READING TEXT →
------------------------------
This was something written August 4th, 2010.
I wish it wasn’t so difficult to get papers to live in another country. I feel as though I’ve spent every free moment getting medical clearance, police clearance, legalized documents and apostilles of The Hague, copies of copies, and so on. Three weeks ago, I spent a whole day in middle of nowhere Olympia for a notarized letter stating one sentence, “There is no conviction criminal history record information in the Washington State Patrol Identification and Criminal History Section files on Nicole E. Veldwyk.” And thanks to rush hour traffic, I now know where the Nisqually Valley is… Thank God, because I was really starting to wonder ;)
On a more thoughtful note, I am somewhat reluctant to put in my notice at work. The kids I work with trust me and confide in me; I get to be a static entity in their lives, encouraging them as they thirst for positive attention that has been scarce for them. I am protective of these kids, proud of these kids, and unfortunately, sometimes scared of these kids. Helping them engage in healthy, prosocial behaviors is challenging, but I have been so honored and humbled by this experience. Little things that we so easily overlook, such as birthday cakes, doctors appointments, homework help, and soccer scrimmages – I get to do. I am an adult in their lives who sees their faults, their history, and shortcomings – and they are accepted by me. I have never before seen so much hurt, anger, deprivation, resentment, anxiety, depression, and pure pain as I have witnessed in my clients. Never before have I felt such pride over good grades, winning soccer goals, volunteer work, acquired independent living skills, and improvement in treatment as I do in my kids. This is an experience that I am both thrilled and heavy hearted to move on from. It’s time.
------------------------------
WHAT IS EXPECTED → Rewrite the post from the words "This was something" through "to wonder ;)", putting "heavy traffic" wherever "rush hour traffic" appears.

SUPPLIED DATA →
------------------------------
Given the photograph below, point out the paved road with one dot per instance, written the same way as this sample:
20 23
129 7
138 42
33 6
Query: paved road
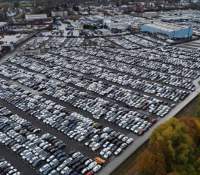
------------------------------
OUTPUT OF THE EXERCISE →
This was something written August 4th, 2010.
I wish it wasn’t so difficult to get papers to live in another country. I feel as though I’ve spent every free moment getting medical clearance, police clearance, legalized documents and apostilles of The Hague, copies of copies, and so on. Three weeks ago, I spent a whole day in middle of nowhere Olympia for a notarized letter stating one sentence, “There is no conviction criminal history record information in the Washington State Patrol Identification and Criminal History Section files on Nicole E. Veldwyk.” And thanks to heavy traffic, I now know where the Nisqually Valley is… Thank God, because I was really starting to wonder ;)